**Dataset extract:**

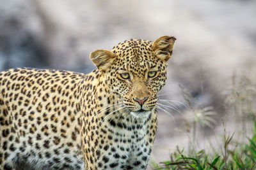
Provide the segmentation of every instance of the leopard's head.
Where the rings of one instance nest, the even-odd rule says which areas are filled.
[[[131,39],[111,51],[96,50],[90,58],[125,109],[136,117],[144,115],[156,107],[175,39],[171,36],[154,42]]]

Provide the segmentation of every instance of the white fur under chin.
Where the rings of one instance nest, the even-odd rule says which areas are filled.
[[[151,113],[151,111],[131,111],[131,114],[137,118],[145,118]]]

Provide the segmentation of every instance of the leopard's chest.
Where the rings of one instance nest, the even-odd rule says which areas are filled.
[[[152,147],[147,127],[147,124],[137,124],[109,129],[108,136],[111,138],[101,150],[99,166],[102,169],[145,169]]]

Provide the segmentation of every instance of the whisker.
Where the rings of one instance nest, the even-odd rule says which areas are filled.
[[[170,104],[170,103],[169,103]],[[160,106],[163,106],[163,107],[168,107],[168,108],[171,108],[171,109],[173,109],[173,110],[174,110],[175,111],[177,111],[177,112],[179,112],[182,116],[183,116],[184,117],[185,117],[185,116],[180,112],[180,111],[178,109],[178,108],[177,108],[175,106],[173,106],[173,107],[172,107],[172,106],[168,106],[168,105],[166,105],[166,104],[161,104],[161,103],[157,103],[157,104],[158,105],[160,105]]]
[[[179,101],[175,101],[175,100],[169,100],[169,99],[158,99],[159,101],[163,101],[163,102],[167,102],[167,103],[177,103],[179,106],[180,106],[180,104],[181,104],[181,106],[184,106],[186,109],[190,110],[191,109],[189,108],[188,107],[187,105],[186,105],[185,104],[184,104],[182,102]]]
[[[164,111],[164,112],[167,113],[168,115],[170,115],[170,116],[172,117],[172,119],[173,120],[173,121],[175,122],[175,120],[174,119],[173,116],[171,113],[170,113],[169,112],[168,112],[167,111],[166,111],[165,110],[164,110],[164,109],[162,108],[161,107],[160,107],[160,106],[157,106],[157,105],[156,107],[157,107],[157,108],[159,108],[159,109],[160,109],[161,110],[163,110],[163,111]]]

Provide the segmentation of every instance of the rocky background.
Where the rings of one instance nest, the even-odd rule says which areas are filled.
[[[175,36],[161,94],[182,101],[181,85],[197,103],[214,107],[216,129],[224,116],[225,92],[233,73],[255,76],[256,1],[0,0],[0,70],[88,73],[95,67],[91,52],[111,50],[131,38]],[[177,130],[184,126],[181,114],[166,110],[174,118],[159,113],[152,157],[156,161],[168,159],[176,145],[189,143],[186,133]],[[179,110],[187,116],[186,108]],[[212,130],[203,131],[204,139],[214,136]]]

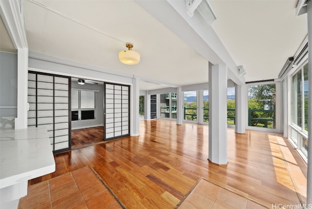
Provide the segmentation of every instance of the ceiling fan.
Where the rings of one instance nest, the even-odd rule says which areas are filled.
[[[72,77],[72,81],[77,81],[77,82],[78,82],[78,84],[81,85],[83,85],[84,84],[99,84],[98,82],[96,82],[92,80],[80,79],[78,78]]]

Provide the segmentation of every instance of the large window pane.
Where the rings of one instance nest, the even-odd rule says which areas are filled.
[[[184,100],[184,119],[188,121],[197,121],[197,96],[196,91],[184,92],[187,100]]]
[[[171,93],[171,118],[176,118],[176,93]]]
[[[72,109],[79,108],[78,92],[78,90],[72,90]]]
[[[235,124],[235,87],[228,88],[228,124]]]
[[[160,117],[170,117],[170,106],[169,105],[170,94],[160,94]]]
[[[292,76],[292,123],[301,127],[301,71]]]
[[[203,98],[204,109],[204,122],[209,122],[209,90],[204,90]]]
[[[248,125],[275,127],[275,84],[248,86]]]
[[[80,91],[80,105],[81,108],[94,108],[95,92],[91,91]]]

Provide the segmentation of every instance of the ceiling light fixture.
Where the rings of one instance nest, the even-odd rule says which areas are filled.
[[[84,80],[81,79],[78,79],[78,84],[80,84],[80,85],[84,85]]]
[[[140,54],[132,50],[133,43],[127,42],[126,43],[126,47],[128,50],[121,51],[118,54],[119,60],[126,64],[136,64],[140,62]]]

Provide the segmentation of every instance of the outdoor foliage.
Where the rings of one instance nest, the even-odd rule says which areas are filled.
[[[251,110],[275,109],[275,84],[250,85],[248,87],[248,108]],[[275,113],[270,111],[252,111],[252,118],[272,119]],[[271,122],[268,122],[272,124]],[[265,122],[261,120],[252,120],[253,126],[263,126]]]

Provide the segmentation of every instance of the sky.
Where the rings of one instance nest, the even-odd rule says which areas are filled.
[[[208,95],[208,90],[204,90],[204,96]],[[184,94],[186,94],[187,97],[196,96],[196,91],[184,91]],[[231,87],[228,88],[228,95],[235,95],[235,87]]]

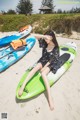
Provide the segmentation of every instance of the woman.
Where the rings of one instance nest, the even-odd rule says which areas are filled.
[[[40,47],[43,48],[42,57],[37,62],[37,65],[30,71],[26,80],[19,90],[19,96],[22,95],[26,83],[33,77],[33,75],[40,70],[43,81],[46,86],[48,101],[50,109],[53,110],[53,101],[50,92],[50,86],[47,80],[47,74],[52,71],[57,71],[57,61],[59,58],[59,47],[53,31],[47,31],[44,35],[32,34],[39,40]]]

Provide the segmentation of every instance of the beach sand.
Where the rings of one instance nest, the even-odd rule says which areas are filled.
[[[12,33],[0,33],[0,37]],[[80,120],[80,40],[57,37],[59,45],[75,42],[77,56],[71,68],[51,87],[54,110],[48,105],[46,92],[34,99],[18,102],[17,85],[29,66],[41,57],[38,42],[20,61],[0,74],[0,120],[7,113],[8,120]]]

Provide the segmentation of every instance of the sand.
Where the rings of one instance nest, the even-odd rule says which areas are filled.
[[[12,33],[0,33],[0,37]],[[0,74],[0,120],[7,113],[8,120],[80,120],[80,40],[57,37],[59,45],[73,41],[77,44],[77,56],[71,68],[51,87],[54,110],[48,106],[46,92],[34,99],[18,102],[16,87],[26,69],[41,56],[36,42],[23,59]]]

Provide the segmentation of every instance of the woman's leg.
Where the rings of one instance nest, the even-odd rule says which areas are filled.
[[[45,86],[46,86],[50,109],[53,110],[54,109],[53,100],[52,100],[52,97],[51,97],[50,85],[49,85],[49,82],[48,82],[48,79],[47,79],[47,74],[49,73],[49,71],[50,71],[49,67],[46,67],[46,69],[44,69],[44,71],[41,74],[42,74],[42,78],[43,78],[43,81],[44,81]]]
[[[19,92],[18,92],[18,95],[21,96],[22,93],[23,93],[23,90],[25,88],[25,85],[26,83],[33,77],[33,75],[38,71],[42,69],[42,64],[41,63],[38,63],[31,71],[30,73],[28,74],[26,80],[24,81],[23,85],[21,86]]]

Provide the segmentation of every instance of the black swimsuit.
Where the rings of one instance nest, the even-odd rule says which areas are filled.
[[[47,62],[50,62],[48,67],[53,73],[56,73],[57,63],[58,63],[58,58],[59,58],[59,48],[54,47],[51,52],[47,52],[46,47],[44,47],[45,46],[44,43],[42,43],[43,45],[41,45],[39,41],[39,44],[40,44],[40,47],[43,48],[43,51],[42,51],[42,57],[38,60],[38,63],[41,63],[42,66],[44,67]]]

**Instructions to follow:** Convert every line of the rows above into a Markdown table with two columns, "Index" and "Entry": "Index" numbers the lines in order and "Entry" holds each line's text. Leave out the blank lines and the pictures.

**Answer to the problem:**
| Index | Entry |
|---|---|
| 1 | Provide the segmentation of every instance of the leopard's head. |
| 2 | Where the rings of one instance nest, the even-odd rule says which areas are filled. |
| 3 | [[[131,39],[111,51],[96,50],[90,58],[125,109],[136,117],[144,115],[156,107],[175,39],[171,36],[154,42]]] |
| 4 | Provide the segmentation of every instance of the white fur under chin. |
| 5 | Where the rings of one instance nest, the even-odd rule says which areas are filled. |
| 6 | [[[151,113],[151,111],[131,111],[131,114],[137,118],[145,118]]] |
| 7 | Provide the segmentation of every instance of the leopard's chest. |
| 8 | Where the rings of one instance nest, the even-odd rule says which areas are filled. |
| 9 | [[[152,147],[147,127],[147,124],[137,124],[109,129],[108,136],[111,138],[101,150],[99,166],[102,169],[145,169]]] |
| 10 | Provide the segmentation of every instance of the whisker. |
| 11 | Where the rings of one instance nest, the even-odd rule says which areas are filled. |
| 12 | [[[170,104],[170,103],[169,103]],[[160,106],[163,106],[163,107],[168,107],[168,108],[171,108],[171,109],[173,109],[173,110],[174,110],[175,111],[177,111],[177,112],[179,112],[182,116],[183,116],[184,117],[185,117],[185,116],[180,112],[180,111],[178,109],[178,108],[177,108],[175,106],[173,106],[173,107],[172,107],[172,106],[168,106],[168,105],[166,105],[166,104],[161,104],[161,103],[157,103],[157,104],[158,105],[160,105]]] |
| 13 | [[[179,101],[175,101],[175,100],[169,100],[169,99],[158,99],[159,101],[163,101],[163,102],[167,102],[167,103],[177,103],[179,106],[180,106],[180,104],[181,104],[181,106],[184,106],[186,109],[190,110],[191,109],[189,108],[188,107],[187,105],[186,105],[185,104],[184,104],[182,102]]] |
| 14 | [[[164,111],[164,112],[167,113],[168,115],[170,115],[170,116],[172,117],[172,119],[173,120],[173,121],[175,122],[175,120],[174,119],[173,116],[171,113],[170,113],[169,112],[168,112],[167,111],[166,111],[165,110],[164,110],[164,109],[162,108],[161,107],[160,107],[160,106],[157,106],[157,105],[156,107],[157,107],[157,108],[159,108],[159,109],[160,109],[161,110],[163,110],[163,111]]] |
| 15 | Provide the segmentation of every instance of the rocky background. |
| 16 | Where the rings of one instance nest, the even-odd rule says which areas are filled. |
| 17 | [[[175,36],[161,94],[182,101],[181,85],[197,103],[214,107],[216,129],[224,116],[225,92],[233,73],[255,76],[256,1],[0,0],[0,70],[88,73],[95,67],[91,52],[111,50],[131,38]],[[177,130],[184,126],[181,114],[166,110],[174,118],[159,113],[152,157],[156,161],[168,159],[176,145],[189,143],[186,133]],[[179,110],[187,116],[186,108]],[[212,130],[203,131],[204,139],[214,136]]] |
| 18 | Provide the segmentation of every instance of the ceiling fan. |
| 19 | Where the rings of one instance nest, the even-odd rule says which areas are filled. |
| 20 | [[[72,77],[72,81],[77,81],[77,82],[78,82],[78,84],[81,85],[83,85],[84,84],[99,84],[98,82],[96,82],[92,80],[80,79],[78,78]]] |
| 21 | Provide the segmentation of every instance of the large window pane. |
| 22 | Where the rings of one instance nest, the even-odd rule says which areas are filled. |
| 23 | [[[184,100],[184,119],[188,121],[197,121],[197,96],[196,91],[184,92],[187,100]]] |
| 24 | [[[171,93],[171,118],[176,118],[176,93]]] |
| 25 | [[[72,109],[79,108],[78,92],[78,90],[72,90]]] |
| 26 | [[[235,124],[235,87],[228,88],[228,124]]] |
| 27 | [[[160,117],[170,117],[170,106],[169,105],[170,94],[160,94]]] |
| 28 | [[[292,76],[292,123],[301,127],[301,71]]] |
| 29 | [[[203,98],[204,109],[204,122],[209,122],[209,90],[204,90]]] |
| 30 | [[[248,125],[275,127],[275,84],[248,86]]] |
| 31 | [[[80,91],[80,105],[81,108],[94,108],[95,92],[91,91]]] |
| 32 | Provide the segmentation of every instance of the ceiling light fixture. |
| 33 | Where the rings of one instance nest, the even-odd rule says which areas are filled. |
| 34 | [[[84,80],[81,79],[78,79],[78,84],[80,84],[80,85],[84,85]]] |
| 35 | [[[140,54],[132,50],[133,43],[127,42],[126,43],[126,47],[128,50],[121,51],[118,54],[119,60],[126,64],[136,64],[140,62]]] |
| 36 | Provide the segmentation of every instance of the outdoor foliage. |
| 37 | Where the rings of one instance nest, the even-odd rule says which areas are filled. |
| 38 | [[[251,110],[275,109],[275,84],[250,85],[248,87],[248,108]],[[275,113],[270,111],[252,111],[252,118],[272,119]],[[271,122],[268,122],[272,124]],[[265,122],[261,120],[252,120],[253,126],[263,126]]] |
| 39 | Provide the segmentation of every instance of the sky. |
| 40 | Where the rings of one instance nest, the even-odd rule says which areas are filled. |
| 41 | [[[208,95],[208,90],[204,90],[204,96]],[[184,94],[186,94],[187,97],[196,96],[196,91],[184,91]],[[231,87],[228,88],[228,95],[235,95],[235,87]]] |
| 42 | Provide the segmentation of every instance of the woman. |
| 43 | Where the rings of one instance nest, the even-odd rule says which areas are filled. |
| 44 | [[[40,47],[43,48],[42,57],[37,62],[37,65],[30,71],[26,80],[19,90],[19,96],[22,95],[26,83],[33,77],[33,75],[40,70],[43,81],[46,86],[48,101],[50,109],[53,110],[53,101],[50,92],[50,86],[47,80],[47,74],[52,71],[57,71],[57,61],[59,58],[59,47],[53,31],[47,31],[44,35],[32,34],[39,40]]] |
| 45 | Provide the segmentation of every instance of the beach sand. |
| 46 | Where the rings of one instance nest, the even-odd rule says which areas are filled. |
| 47 | [[[12,33],[0,33],[0,37]],[[80,120],[80,40],[57,37],[59,45],[75,42],[77,56],[71,68],[51,87],[54,110],[48,105],[46,92],[34,99],[18,102],[17,85],[29,66],[41,57],[38,42],[20,61],[0,74],[0,120],[7,113],[8,120]]] |
| 48 | Provide the segmentation of every instance of the sand. |
| 49 | Where the rings of one instance nest, the even-odd rule says which areas are filled. |
| 50 | [[[12,33],[0,33],[0,37]],[[0,74],[0,120],[7,113],[8,120],[80,120],[80,40],[57,37],[59,45],[73,41],[77,44],[77,56],[71,68],[51,87],[54,110],[48,106],[46,92],[34,99],[18,102],[16,87],[26,69],[41,56],[36,42],[23,59]]] |
| 51 | Provide the segmentation of every instance of the woman's leg. |
| 52 | Where the rings of one instance nest, the even-odd rule says which areas are filled. |
| 53 | [[[45,86],[46,86],[50,109],[53,110],[54,109],[53,100],[52,100],[52,97],[51,97],[50,85],[49,85],[49,82],[48,82],[48,79],[47,79],[47,74],[49,73],[49,71],[50,71],[49,67],[46,67],[46,69],[44,69],[44,71],[41,74],[42,74],[42,78],[43,78],[43,81],[44,81]]] |
| 54 | [[[19,92],[18,92],[18,95],[21,96],[22,93],[23,93],[23,90],[25,88],[25,85],[26,83],[33,77],[33,75],[38,71],[42,69],[42,64],[41,63],[38,63],[31,71],[30,73],[28,74],[26,80],[24,81],[23,85],[21,86]]] |
| 55 | Provide the segmentation of every instance of the black swimsuit. |
| 56 | Where the rings of one instance nest, the even-odd rule says which areas are filled. |
| 57 | [[[47,62],[50,62],[48,67],[53,73],[56,73],[57,63],[58,63],[58,58],[59,58],[59,48],[54,47],[51,52],[47,52],[46,47],[44,47],[45,46],[44,43],[42,43],[43,45],[41,45],[39,41],[39,44],[40,44],[40,47],[43,48],[43,51],[42,51],[42,57],[38,60],[38,63],[41,63],[42,66],[44,67]]] |